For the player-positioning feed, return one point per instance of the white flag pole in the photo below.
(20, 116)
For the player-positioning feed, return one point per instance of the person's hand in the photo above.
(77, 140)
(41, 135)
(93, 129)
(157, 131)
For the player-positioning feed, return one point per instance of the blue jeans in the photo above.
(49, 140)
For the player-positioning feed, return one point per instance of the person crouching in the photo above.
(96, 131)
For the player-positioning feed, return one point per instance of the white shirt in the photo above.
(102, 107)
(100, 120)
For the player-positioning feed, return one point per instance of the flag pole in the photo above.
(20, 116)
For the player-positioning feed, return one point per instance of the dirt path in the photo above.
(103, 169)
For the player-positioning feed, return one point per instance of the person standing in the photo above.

————————

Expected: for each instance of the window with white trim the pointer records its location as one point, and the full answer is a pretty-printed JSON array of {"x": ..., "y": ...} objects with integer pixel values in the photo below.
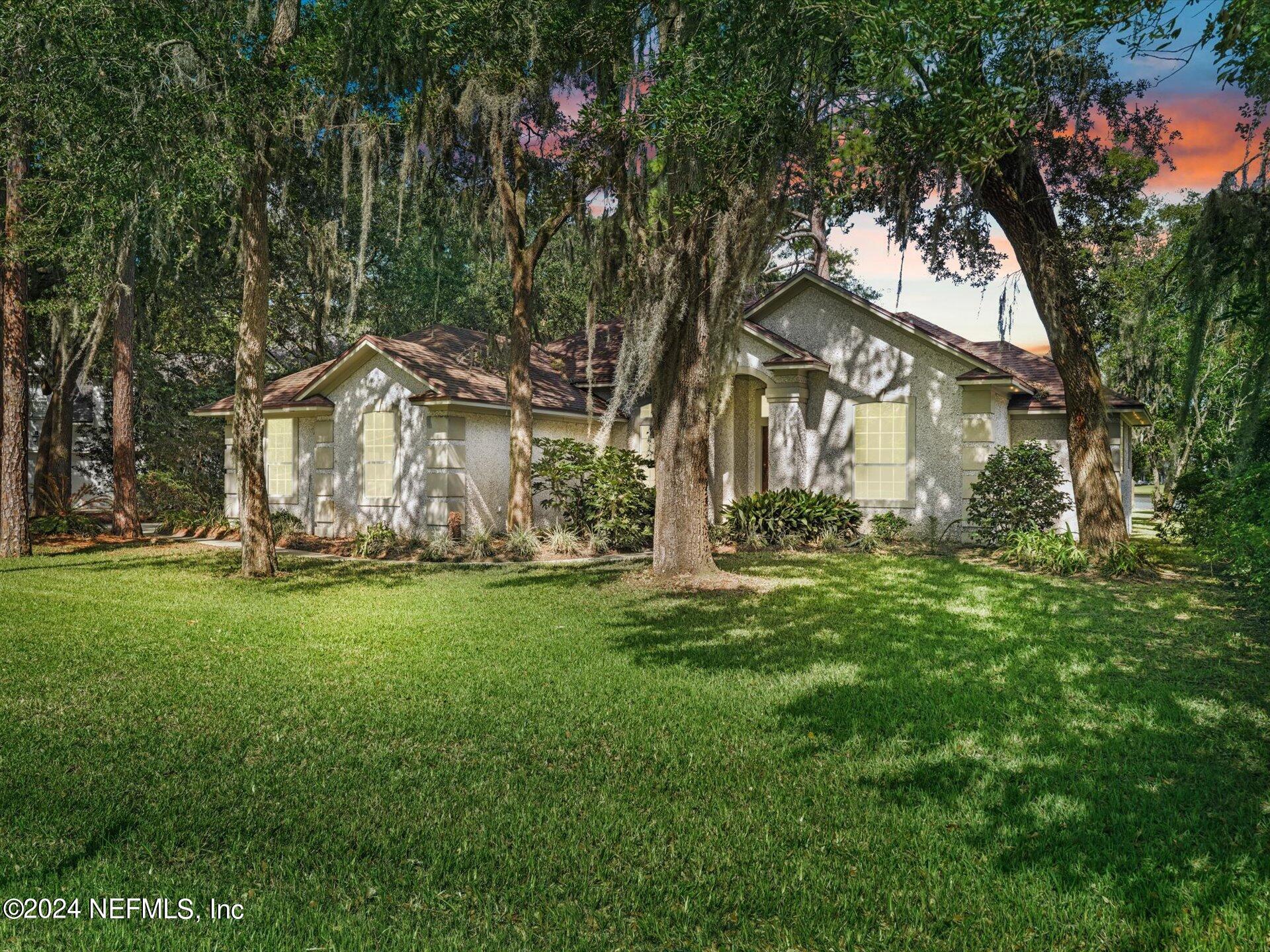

————————

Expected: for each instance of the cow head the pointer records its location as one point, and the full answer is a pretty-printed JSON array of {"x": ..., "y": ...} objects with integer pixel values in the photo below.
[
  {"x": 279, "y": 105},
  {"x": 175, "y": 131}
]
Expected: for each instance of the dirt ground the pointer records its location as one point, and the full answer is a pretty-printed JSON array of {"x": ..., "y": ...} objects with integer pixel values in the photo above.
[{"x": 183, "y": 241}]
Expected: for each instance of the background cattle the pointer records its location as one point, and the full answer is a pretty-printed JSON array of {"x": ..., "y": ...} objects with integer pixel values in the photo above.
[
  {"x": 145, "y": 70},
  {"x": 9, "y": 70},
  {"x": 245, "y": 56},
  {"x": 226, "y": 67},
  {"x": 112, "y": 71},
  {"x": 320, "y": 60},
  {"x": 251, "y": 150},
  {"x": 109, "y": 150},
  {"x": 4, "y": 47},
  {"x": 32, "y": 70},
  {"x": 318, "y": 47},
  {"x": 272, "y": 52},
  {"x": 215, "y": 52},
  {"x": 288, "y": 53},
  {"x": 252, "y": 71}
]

————————

■ **Problem to work on**: Starting at the row that contains "jeans in the photo above." and ending after the row that contains "standing in the photo above.", repeat those rows with "player-tracking feed" substituted for "player-positioning feed" and everything else unchanged.

■ **Result of the exercise**:
For the player-tracking feed, return one point per instance of the blue jeans in the photo above.
(49, 140)
For the player-tracking feed, return one point per instance of the person crouching in the photo above.
(96, 131)
For the player-tracking feed, return one point per instance of the white shirt in the photo above.
(102, 107)
(100, 120)
For the player-tracking feed, return one point per instance of the flag pole in the photo above.
(20, 116)
For the player-tracking feed, return one point per instance of the dirt path in the photo above.
(103, 169)
For the player-tracking feed, return one point per instance of the person standing in the photo above.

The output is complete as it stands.